■ **CONSIGNE A**:
Dites si chacune des affirmations suivantes concorde avec l’extrait sur la responsabilité pénale des personnes morales : (i) l’article 121-2 du code pénal fait engager cette responsabilité par les organes ou représentants de la personne morale ; (ii) la Cour de cassation admet désormais les contrats de transfert de responsabilité entre personnes morales ; (iii) le critère de la « participation aux pouvoirs de l’employeur » était très clair. Pour chacune, répondez par oui ou non en citant à l’identique les mots décisifs de l’extrait.

L’article 121-2 du code pénal indique que la responsabilité pénale des personnes morales est engagée par ses organes ou représentants. La notion d’organe est traditionnellement entendue comme les représentants légaux de l’entité. La notion de « représentant » contient principalement les titulaires d’une délégation de pouvoir. La jurisprudence y avait également intégré quelques hauts cadres. La Cour de cassation redéfinit cette seconde catégorie de représentants en la reliant à la première à travers la notion de « délégation de pouvoir de fait » (Cass, crim, 9 juin 2022, n° 22-90.006, QPC).
A l’inverse, la jurisprudence semblait avoir admis une forme de délégation de pouvoir vers d’autres personnes morales concrétisée par des contrats de transfert de responsabilité, transfert que la Cour de cassation refuse désormais (Cass, crim, 8 juin 2022, n° 21-82.127).
1. Redéfinition des personnes physiques intégrant la catégorie des « représentants » pouvant engager la responsabilité pénale des personnes morales : la délégation de pouvoir de fait
La notion de « représentant » visé à l’article 121-2 du code pénal contient traditionnellement les titulaires d’une délégation de pouvoir1, dès lors que ceux-ci ont « la compétence, l’autorité et les moyens nécessaires »2. La jurisprudence y avait également intégré quelques hauts cadres qui « participaient aux pouvoirs de direction de l’employeur »3.
Toutefois ce critère de la « participation aux pouvoirs de l’employeur » n’était pas très clair.
Profitant d’une QPC, la Cour de cassation a, le 9 juin 2022 (n° 22-90.006, QPC), précisé cette seconde catégorie de « représentants », en la rapprochant de la première, en exigeant que ces cadres correspondent aux critères de la délégation de pouvoir, usant ainsi de la notion de délégation de pouvoir de fait :
« il convient d’identifier la personne physique représentant de droit ou de fait de la personne morale qui, comme tel, se trouve investie de la compétence, de l’autorité et des moyens nécessaires à l’accomplissement de sa mission, par laquelle l’infraction reprochée a été commise ».
Ainsi la responsabilité pénale d’une personne morale sera désormais engagée par toute personne qui remplira, en droit ou désormais en fait, les critères de la délégation de pouvoir.
2. La condamnation des contrats ou clauses de transfert de responsabilité entre personnes morales
Par l’arrêt du 8 juin 2022 (n° 21-82.127), la Cour de cassation a répondu à une question souvent posée en pratique et sur laquelle la jurisprudence était très rare : une société peut-elle contractuellement transférer sa responsabilité pénale à une autre entité ?

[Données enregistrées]
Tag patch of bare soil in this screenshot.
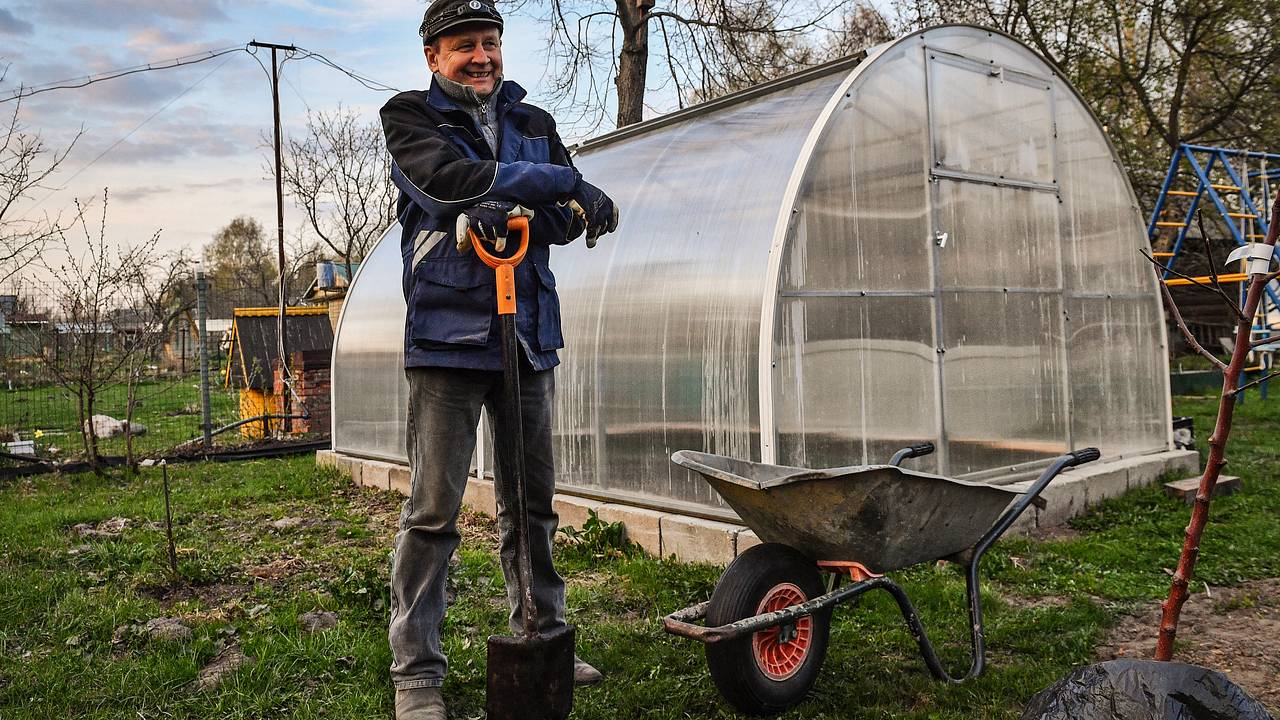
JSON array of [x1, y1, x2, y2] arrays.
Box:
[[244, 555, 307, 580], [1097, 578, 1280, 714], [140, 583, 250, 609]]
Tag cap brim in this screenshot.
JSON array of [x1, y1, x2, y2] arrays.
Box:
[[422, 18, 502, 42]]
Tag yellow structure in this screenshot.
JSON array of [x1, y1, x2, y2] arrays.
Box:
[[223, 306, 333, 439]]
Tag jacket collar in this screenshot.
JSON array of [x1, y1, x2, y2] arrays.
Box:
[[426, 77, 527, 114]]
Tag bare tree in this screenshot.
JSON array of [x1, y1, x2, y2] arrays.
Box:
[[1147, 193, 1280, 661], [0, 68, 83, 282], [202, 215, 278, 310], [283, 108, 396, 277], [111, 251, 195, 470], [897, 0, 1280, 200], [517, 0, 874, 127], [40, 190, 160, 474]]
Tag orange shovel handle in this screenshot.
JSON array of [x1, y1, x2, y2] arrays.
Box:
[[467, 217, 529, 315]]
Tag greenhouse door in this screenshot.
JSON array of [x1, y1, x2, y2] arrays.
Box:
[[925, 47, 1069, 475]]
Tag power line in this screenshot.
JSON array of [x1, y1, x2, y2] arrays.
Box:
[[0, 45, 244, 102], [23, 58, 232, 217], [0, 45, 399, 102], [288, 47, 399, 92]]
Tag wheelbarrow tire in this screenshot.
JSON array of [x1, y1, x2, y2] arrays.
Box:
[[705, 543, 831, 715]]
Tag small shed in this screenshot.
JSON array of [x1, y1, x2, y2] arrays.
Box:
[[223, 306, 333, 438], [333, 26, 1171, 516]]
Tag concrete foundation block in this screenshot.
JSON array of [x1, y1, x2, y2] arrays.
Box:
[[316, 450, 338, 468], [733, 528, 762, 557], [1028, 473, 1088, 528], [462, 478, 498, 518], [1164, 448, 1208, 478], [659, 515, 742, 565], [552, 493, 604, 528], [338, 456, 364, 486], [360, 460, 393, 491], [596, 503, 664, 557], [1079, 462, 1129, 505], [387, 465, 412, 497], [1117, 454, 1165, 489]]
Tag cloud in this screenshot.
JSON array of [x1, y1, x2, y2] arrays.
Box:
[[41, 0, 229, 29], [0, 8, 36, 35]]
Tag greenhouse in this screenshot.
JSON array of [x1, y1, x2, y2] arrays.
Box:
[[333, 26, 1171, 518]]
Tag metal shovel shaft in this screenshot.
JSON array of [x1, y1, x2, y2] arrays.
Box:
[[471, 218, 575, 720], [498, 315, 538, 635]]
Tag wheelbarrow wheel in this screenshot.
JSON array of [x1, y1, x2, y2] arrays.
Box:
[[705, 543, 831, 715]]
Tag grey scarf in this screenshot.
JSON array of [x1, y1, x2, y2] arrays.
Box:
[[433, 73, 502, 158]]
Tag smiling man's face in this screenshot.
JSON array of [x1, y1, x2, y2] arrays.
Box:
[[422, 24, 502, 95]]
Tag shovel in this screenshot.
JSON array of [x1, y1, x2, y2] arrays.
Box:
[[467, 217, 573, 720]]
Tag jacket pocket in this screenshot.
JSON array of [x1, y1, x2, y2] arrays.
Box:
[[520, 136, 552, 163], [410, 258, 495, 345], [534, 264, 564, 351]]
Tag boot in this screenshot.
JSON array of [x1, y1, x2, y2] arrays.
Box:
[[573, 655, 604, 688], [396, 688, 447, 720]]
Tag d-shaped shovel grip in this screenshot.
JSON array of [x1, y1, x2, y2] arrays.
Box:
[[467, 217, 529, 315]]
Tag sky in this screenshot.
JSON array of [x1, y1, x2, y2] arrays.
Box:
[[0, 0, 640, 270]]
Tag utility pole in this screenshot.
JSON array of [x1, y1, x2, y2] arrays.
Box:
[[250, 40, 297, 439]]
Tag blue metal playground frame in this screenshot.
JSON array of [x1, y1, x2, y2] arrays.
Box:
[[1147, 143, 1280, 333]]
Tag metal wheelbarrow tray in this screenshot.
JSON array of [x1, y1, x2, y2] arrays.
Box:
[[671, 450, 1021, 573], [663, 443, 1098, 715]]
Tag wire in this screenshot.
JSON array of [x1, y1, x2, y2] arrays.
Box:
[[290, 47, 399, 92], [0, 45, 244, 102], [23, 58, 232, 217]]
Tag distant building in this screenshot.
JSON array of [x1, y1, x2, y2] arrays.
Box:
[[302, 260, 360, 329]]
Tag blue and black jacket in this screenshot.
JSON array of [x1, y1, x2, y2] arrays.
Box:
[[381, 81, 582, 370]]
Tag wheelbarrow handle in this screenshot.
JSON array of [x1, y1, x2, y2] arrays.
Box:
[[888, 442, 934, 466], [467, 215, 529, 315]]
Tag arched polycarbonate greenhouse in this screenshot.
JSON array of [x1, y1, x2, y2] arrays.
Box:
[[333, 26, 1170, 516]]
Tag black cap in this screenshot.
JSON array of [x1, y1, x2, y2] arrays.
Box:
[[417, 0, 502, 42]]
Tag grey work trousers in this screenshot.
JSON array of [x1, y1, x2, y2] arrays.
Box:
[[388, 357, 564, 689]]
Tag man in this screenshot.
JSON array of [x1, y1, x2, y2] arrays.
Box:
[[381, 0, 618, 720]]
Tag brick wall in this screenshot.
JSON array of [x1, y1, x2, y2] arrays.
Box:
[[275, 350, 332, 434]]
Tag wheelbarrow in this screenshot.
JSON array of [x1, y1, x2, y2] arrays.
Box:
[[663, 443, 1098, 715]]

■ **CONSIGNE B**:
Renvoyez à l’identique les lignes du listing, de celle qui contient « Tag cap brim in this screenshot. » jusqu’à celle qui contient « [[426, 77, 527, 114]] », ces deux lignes comprises.

■ **RÉSULTAT A**:
(i) Oui : « L’article 121-2 du code pénal indique que la responsabilité pénale des personnes morales est engagée par ses organes ou représentants ».
(ii) Non : « transfert que la Cour de cassation refuse désormais ».
(iii) Non : « ce critère de la « participation aux pouvoirs de l’employeur » n’était pas très clair ».

■ **RÉSULTAT B**:
Tag cap brim in this screenshot.
JSON array of [x1, y1, x2, y2] arrays.
Box:
[[422, 18, 502, 42]]
Tag yellow structure in this screenshot.
JSON array of [x1, y1, x2, y2] arrays.
Box:
[[223, 306, 333, 439]]
Tag jacket collar in this screenshot.
JSON array of [x1, y1, x2, y2] arrays.
Box:
[[426, 77, 527, 114]]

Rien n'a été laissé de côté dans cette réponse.